In the listing below, find each line holding "stem" and copy it.
BEGIN Extracted records
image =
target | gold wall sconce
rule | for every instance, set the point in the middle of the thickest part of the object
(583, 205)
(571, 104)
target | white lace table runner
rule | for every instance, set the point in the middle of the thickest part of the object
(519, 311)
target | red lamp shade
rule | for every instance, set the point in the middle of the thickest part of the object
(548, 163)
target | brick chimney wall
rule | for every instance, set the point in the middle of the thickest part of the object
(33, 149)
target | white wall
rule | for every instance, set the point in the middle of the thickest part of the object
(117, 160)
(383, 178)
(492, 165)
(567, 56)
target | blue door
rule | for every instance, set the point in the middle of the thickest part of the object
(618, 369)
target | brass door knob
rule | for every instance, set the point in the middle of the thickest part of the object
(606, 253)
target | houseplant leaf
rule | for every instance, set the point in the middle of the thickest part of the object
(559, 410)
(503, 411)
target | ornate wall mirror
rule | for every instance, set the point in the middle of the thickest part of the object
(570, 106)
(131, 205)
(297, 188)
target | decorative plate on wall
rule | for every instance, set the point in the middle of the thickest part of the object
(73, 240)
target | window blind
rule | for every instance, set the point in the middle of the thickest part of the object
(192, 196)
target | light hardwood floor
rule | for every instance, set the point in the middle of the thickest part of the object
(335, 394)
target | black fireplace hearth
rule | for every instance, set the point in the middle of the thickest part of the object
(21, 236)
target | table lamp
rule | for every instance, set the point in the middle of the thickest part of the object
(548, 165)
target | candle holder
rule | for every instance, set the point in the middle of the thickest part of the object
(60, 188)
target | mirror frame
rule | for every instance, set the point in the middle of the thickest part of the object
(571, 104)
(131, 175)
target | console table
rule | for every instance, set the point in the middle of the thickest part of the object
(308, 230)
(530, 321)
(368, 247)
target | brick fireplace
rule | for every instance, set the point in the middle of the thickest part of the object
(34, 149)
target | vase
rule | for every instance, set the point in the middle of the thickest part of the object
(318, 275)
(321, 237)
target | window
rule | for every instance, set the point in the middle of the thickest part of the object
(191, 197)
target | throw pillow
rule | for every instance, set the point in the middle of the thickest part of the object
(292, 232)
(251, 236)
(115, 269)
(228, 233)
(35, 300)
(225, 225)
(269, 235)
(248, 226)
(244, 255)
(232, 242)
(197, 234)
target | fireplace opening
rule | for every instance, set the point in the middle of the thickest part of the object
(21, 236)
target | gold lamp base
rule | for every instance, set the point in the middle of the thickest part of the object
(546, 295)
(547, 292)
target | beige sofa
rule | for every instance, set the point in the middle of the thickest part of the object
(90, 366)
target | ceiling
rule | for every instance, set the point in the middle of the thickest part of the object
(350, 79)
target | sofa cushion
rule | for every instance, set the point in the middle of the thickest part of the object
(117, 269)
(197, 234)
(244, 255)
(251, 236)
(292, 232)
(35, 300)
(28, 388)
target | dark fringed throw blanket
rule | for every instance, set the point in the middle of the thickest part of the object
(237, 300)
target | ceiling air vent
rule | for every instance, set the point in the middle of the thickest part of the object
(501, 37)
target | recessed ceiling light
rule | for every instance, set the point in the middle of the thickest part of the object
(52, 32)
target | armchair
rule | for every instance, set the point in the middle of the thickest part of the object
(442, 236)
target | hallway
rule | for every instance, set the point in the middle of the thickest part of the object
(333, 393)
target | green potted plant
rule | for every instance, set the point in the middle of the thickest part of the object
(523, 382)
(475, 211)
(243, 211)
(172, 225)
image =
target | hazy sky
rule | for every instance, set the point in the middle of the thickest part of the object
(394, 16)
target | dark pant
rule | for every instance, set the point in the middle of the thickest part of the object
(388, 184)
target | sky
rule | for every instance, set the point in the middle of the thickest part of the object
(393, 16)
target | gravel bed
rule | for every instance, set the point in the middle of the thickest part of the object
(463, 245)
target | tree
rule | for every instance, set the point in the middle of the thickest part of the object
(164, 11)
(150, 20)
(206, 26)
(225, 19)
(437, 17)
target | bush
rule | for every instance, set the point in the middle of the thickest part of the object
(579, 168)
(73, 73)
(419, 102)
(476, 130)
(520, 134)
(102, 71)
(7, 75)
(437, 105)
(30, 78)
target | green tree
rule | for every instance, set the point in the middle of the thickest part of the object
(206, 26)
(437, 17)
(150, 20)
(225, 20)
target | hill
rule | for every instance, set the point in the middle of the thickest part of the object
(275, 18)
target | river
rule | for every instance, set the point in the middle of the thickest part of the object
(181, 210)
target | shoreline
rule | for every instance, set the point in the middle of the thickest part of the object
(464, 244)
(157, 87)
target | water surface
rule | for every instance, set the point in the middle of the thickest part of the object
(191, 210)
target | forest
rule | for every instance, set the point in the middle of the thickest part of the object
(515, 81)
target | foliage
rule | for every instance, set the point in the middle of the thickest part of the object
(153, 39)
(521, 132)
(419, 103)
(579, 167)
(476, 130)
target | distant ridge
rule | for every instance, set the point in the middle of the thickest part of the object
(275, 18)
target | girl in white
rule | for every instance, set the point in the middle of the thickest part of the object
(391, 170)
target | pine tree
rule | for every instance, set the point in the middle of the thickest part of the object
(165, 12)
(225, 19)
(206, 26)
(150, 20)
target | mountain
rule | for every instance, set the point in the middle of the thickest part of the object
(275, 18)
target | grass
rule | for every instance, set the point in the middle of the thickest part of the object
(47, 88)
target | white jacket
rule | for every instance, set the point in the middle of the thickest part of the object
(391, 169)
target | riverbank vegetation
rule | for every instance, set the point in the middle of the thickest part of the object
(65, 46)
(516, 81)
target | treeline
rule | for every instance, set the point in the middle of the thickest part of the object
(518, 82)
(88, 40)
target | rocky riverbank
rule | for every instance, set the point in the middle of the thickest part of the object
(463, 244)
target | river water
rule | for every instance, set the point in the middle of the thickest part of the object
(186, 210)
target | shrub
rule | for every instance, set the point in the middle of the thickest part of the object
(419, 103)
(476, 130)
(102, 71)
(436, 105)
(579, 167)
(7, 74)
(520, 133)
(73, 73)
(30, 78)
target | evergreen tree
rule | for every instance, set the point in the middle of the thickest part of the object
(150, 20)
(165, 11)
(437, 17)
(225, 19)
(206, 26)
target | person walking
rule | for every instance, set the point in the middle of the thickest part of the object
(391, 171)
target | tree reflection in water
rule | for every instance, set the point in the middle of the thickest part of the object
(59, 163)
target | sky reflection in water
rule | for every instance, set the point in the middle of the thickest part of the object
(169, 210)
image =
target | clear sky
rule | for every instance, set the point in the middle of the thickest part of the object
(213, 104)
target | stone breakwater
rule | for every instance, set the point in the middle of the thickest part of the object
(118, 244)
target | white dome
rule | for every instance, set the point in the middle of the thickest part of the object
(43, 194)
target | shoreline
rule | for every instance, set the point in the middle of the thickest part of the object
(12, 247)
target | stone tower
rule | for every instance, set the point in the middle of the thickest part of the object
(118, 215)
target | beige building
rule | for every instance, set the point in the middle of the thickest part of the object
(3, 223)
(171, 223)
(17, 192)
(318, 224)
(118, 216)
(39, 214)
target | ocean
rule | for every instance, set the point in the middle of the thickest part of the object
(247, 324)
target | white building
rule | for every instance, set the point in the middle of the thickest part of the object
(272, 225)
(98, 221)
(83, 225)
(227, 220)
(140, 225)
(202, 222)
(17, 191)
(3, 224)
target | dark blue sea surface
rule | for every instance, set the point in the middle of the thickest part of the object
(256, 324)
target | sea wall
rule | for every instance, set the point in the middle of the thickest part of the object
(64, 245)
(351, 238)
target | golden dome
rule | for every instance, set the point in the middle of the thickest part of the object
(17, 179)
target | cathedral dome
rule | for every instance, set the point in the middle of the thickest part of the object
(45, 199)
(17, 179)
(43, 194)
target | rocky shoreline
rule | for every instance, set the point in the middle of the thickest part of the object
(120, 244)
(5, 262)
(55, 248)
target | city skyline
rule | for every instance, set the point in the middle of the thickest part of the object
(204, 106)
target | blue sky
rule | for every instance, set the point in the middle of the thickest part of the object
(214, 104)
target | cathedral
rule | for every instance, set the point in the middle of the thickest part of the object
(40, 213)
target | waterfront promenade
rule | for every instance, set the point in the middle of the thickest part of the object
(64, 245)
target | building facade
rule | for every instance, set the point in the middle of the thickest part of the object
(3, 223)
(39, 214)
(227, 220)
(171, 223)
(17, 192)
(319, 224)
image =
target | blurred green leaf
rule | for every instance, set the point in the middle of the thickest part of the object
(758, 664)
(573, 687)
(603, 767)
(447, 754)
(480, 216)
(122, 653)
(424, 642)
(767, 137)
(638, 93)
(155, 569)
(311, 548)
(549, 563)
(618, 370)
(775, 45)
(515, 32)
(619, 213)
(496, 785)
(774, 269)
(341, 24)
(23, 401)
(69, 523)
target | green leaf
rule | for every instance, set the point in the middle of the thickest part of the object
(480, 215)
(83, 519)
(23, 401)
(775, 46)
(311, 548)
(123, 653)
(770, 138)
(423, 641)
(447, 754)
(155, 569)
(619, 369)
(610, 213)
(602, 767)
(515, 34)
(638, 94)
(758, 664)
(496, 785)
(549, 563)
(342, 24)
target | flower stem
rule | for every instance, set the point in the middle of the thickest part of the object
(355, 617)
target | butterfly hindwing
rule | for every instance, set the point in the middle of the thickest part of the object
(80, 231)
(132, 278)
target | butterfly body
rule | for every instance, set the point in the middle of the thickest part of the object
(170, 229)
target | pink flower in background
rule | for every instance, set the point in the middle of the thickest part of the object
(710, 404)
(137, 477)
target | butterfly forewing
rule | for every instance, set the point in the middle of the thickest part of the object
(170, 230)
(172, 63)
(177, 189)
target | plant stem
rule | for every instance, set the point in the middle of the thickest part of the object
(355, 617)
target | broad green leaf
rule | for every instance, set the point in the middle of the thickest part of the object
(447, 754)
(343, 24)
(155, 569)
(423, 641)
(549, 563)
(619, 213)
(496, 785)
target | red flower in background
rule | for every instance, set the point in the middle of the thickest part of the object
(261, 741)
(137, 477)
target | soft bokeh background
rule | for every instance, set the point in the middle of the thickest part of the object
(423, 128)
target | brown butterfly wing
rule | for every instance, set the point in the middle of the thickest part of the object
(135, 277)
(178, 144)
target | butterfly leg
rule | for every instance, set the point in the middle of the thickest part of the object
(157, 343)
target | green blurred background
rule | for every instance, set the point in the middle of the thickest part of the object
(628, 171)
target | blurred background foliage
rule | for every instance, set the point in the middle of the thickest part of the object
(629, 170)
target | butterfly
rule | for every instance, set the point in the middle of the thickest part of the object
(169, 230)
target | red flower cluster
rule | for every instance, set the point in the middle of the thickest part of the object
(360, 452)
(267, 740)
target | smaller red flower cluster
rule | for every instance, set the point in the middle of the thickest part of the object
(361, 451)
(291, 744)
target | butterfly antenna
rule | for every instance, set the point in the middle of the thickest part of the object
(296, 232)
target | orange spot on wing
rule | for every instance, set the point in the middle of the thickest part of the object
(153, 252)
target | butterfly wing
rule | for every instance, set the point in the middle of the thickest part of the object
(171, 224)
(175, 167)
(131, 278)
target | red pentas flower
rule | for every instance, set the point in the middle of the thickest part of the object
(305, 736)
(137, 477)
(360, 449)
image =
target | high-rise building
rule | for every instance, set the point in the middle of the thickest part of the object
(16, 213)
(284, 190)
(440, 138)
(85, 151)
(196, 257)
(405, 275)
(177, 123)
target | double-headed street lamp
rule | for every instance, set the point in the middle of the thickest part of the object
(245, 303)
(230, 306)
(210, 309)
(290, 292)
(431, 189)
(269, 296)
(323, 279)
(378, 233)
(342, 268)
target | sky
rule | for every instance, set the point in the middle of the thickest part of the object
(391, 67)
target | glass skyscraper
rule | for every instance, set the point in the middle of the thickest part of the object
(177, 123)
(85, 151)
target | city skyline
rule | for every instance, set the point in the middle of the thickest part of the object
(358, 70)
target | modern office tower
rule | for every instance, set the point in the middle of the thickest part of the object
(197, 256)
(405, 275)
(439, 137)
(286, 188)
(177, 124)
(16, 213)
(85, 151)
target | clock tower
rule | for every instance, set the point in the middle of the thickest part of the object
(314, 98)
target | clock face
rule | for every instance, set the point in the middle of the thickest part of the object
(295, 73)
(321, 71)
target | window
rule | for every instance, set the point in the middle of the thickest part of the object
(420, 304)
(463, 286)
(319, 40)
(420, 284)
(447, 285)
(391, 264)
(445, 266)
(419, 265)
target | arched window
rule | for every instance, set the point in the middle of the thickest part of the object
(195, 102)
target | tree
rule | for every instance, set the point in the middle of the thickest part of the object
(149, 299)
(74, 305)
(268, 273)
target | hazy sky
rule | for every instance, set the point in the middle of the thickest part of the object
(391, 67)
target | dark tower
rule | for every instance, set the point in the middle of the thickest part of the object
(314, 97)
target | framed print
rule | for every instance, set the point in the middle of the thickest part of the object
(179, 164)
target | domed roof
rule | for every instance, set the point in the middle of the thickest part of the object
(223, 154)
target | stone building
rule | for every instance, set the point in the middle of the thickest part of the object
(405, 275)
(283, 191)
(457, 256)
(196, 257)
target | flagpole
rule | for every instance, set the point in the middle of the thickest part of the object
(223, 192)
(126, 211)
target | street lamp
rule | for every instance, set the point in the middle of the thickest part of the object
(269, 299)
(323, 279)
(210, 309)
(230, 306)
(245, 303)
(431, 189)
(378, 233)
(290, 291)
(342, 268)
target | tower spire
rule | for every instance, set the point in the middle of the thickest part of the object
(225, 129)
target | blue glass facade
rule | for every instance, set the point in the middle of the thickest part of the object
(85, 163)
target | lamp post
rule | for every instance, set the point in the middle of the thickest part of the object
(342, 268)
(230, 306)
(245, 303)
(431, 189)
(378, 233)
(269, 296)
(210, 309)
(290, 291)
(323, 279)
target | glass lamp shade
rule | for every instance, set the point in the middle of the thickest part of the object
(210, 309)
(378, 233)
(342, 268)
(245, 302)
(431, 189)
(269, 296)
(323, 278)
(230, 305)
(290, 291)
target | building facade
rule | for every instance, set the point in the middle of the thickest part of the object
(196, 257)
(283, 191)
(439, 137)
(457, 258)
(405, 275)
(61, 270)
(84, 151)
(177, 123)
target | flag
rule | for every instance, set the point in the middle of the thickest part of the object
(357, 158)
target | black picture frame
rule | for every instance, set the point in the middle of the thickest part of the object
END Extracted records
▶ **Answer section**:
target | flower stem
target | plant stem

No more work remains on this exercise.